#### TASK DESCRIPTION
Keeping every word intact, reproduce all of the records.

#### MATERIAL SHOWN

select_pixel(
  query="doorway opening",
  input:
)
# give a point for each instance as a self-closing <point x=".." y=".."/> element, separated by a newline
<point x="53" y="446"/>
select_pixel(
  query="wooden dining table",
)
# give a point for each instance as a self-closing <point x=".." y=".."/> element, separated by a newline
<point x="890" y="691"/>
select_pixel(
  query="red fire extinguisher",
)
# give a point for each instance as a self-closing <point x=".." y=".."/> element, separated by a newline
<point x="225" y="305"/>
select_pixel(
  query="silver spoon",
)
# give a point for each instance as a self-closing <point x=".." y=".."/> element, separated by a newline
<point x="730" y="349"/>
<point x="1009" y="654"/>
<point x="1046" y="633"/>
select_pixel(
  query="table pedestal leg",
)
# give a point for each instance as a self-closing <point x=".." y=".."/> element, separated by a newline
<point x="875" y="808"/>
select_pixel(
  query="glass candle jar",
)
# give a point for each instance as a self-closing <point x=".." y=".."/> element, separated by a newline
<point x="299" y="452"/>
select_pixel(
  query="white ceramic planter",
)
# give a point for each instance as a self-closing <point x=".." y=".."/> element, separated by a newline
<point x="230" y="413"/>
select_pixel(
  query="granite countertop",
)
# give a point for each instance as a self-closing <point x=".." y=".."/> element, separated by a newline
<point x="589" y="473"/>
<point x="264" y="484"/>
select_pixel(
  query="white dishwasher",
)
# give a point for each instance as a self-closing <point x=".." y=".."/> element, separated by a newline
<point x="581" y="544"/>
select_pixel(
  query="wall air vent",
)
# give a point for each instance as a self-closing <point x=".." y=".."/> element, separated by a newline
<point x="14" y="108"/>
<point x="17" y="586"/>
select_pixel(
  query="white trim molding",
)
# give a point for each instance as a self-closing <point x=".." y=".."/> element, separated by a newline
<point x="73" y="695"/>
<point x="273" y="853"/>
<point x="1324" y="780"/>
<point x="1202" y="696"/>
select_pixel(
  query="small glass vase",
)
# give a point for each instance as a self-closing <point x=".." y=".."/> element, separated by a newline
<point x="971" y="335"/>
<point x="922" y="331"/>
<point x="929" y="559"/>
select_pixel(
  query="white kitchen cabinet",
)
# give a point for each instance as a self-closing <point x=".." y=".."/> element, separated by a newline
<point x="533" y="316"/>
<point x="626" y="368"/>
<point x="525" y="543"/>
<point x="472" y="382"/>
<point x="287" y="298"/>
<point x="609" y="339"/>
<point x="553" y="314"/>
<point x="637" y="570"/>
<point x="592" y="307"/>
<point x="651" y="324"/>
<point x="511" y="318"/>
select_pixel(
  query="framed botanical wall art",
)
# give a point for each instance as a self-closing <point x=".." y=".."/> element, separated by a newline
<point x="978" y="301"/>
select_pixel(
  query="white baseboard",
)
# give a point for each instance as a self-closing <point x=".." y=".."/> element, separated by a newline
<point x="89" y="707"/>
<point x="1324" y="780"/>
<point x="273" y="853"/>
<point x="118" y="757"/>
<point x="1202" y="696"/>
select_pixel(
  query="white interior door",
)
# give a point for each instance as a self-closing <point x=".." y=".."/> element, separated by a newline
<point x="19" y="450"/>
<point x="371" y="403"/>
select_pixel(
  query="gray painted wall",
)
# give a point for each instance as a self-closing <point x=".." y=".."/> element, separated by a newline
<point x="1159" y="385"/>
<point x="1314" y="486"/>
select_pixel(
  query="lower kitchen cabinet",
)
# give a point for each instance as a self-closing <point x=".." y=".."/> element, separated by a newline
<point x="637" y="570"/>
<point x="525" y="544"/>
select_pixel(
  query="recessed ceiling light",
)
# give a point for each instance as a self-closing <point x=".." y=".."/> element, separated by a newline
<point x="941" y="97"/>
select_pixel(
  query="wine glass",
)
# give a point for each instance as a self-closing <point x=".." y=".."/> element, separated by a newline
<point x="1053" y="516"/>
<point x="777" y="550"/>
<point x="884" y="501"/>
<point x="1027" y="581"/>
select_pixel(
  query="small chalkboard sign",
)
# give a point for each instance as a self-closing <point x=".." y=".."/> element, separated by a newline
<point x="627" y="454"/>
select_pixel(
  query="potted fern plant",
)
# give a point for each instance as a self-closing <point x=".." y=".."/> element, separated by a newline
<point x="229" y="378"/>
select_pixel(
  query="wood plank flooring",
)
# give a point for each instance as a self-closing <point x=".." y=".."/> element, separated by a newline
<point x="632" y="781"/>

#### SOLVED PROBLEM
select_pixel(
  query="doorway opening",
  input:
)
# give a point for each instance as a self-closing <point x=".." y=".."/> element, separated by a newline
<point x="53" y="446"/>
select_pixel(
  query="wooden dining table",
)
# give a point for each instance as a self-closing <point x=".." y=".."/> element, separated by a newline
<point x="890" y="691"/>
select_pixel(
  query="red fire extinguisher",
)
# give a point for each instance as a self-closing <point x=".." y=".."/> element, separated by a newline
<point x="225" y="305"/>
select_pixel(
  query="silver spoon",
)
# give a point for each instance as a self-closing <point x=".." y=".."/> element, separated by a newline
<point x="730" y="349"/>
<point x="1009" y="654"/>
<point x="1046" y="633"/>
select_pixel(
  query="table pedestal leg",
)
# give a point for each instance as a self-closing <point x=".." y=".."/> element, separated by a newline
<point x="875" y="808"/>
select_pixel(
  query="glass candle jar",
)
# give a point for each instance as a self-closing <point x=".." y=".."/> element, separated by a newline
<point x="299" y="452"/>
select_pixel(
  query="white ceramic planter",
)
# give a point for each instance as a self-closing <point x=".." y=".."/> element, separated by a newline
<point x="230" y="413"/>
select_pixel(
  query="granite countertop",
)
# give a point for each instance as a self-closing <point x=".." y=".."/> element, separated by a newline
<point x="589" y="473"/>
<point x="264" y="484"/>
select_pixel(
  query="white dishwasher",
)
# give a point for each instance as a self-closing <point x=".." y=".."/> element, separated by a newline
<point x="581" y="544"/>
select_pixel(
  query="wall air vent",
)
# give a point for each instance as a self-closing <point x=".." y=".."/> element, separated by a newline
<point x="14" y="108"/>
<point x="17" y="586"/>
select_pixel(
  query="white trim molding",
)
# give a point for each instance as a self-closing <point x=".." y=".."/> element, separated by a newline
<point x="73" y="695"/>
<point x="273" y="853"/>
<point x="1324" y="780"/>
<point x="1202" y="696"/>
select_pixel(
  query="small glass vase",
)
# give a point for each instance as a self-closing <point x=".." y=".."/> element, separated by a newline
<point x="971" y="335"/>
<point x="922" y="331"/>
<point x="929" y="559"/>
select_pixel(
  query="white kitchen cabinet",
)
# give a point for each instance as a self-closing <point x=".." y=".."/> element, separated by a newline
<point x="533" y="316"/>
<point x="626" y="368"/>
<point x="525" y="543"/>
<point x="472" y="382"/>
<point x="287" y="298"/>
<point x="609" y="339"/>
<point x="553" y="314"/>
<point x="637" y="570"/>
<point x="592" y="307"/>
<point x="651" y="324"/>
<point x="511" y="318"/>
select_pixel(
  query="framed botanical wall art",
)
# give a point for each instance as a self-closing <point x=".." y=".."/> element, separated by a newline
<point x="978" y="301"/>
select_pixel(
  query="white baseboard",
)
# give a point for each instance as a self-closing <point x=".." y=".."/> element, separated by a newline
<point x="89" y="707"/>
<point x="1324" y="780"/>
<point x="273" y="853"/>
<point x="118" y="757"/>
<point x="1202" y="696"/>
select_pixel(
  query="white interior door",
)
# give a point for each instance as a self-closing <point x=".." y=".."/> element, separated by a newline
<point x="19" y="450"/>
<point x="371" y="403"/>
select_pixel(
  query="gray painted wall",
)
# give a point for each instance as a self-closing <point x=".." y=".."/> element, separated by a newline
<point x="1159" y="385"/>
<point x="1314" y="486"/>
select_pixel(
  query="lower kitchen cabinet",
)
# give a point for each instance as a self-closing <point x=".." y=".."/> element, separated by a newline
<point x="637" y="570"/>
<point x="525" y="544"/>
select_pixel(
  query="recessed ceiling light",
)
# give a point for each instance as a self-closing <point x=".." y=".."/> element, separated by a newline
<point x="941" y="97"/>
select_pixel(
  query="wine glass",
)
# give a point for each instance as a self-closing <point x=".." y=".."/> element, separated by a newline
<point x="1053" y="516"/>
<point x="777" y="550"/>
<point x="884" y="501"/>
<point x="1027" y="581"/>
select_pixel(
  query="small chalkboard sign",
)
# give a point for each instance as a self-closing <point x=".." y=".."/> element, separated by a newline
<point x="627" y="454"/>
select_pixel(
  query="potted fern plant",
)
# give a point for each instance as a self-closing <point x=".." y=".."/> element, separated by a newline
<point x="229" y="378"/>
select_pixel(
  query="wood plank flooring",
)
# give a point for each instance as a self-closing <point x=".." y=".."/> element, separated by a newline
<point x="632" y="781"/>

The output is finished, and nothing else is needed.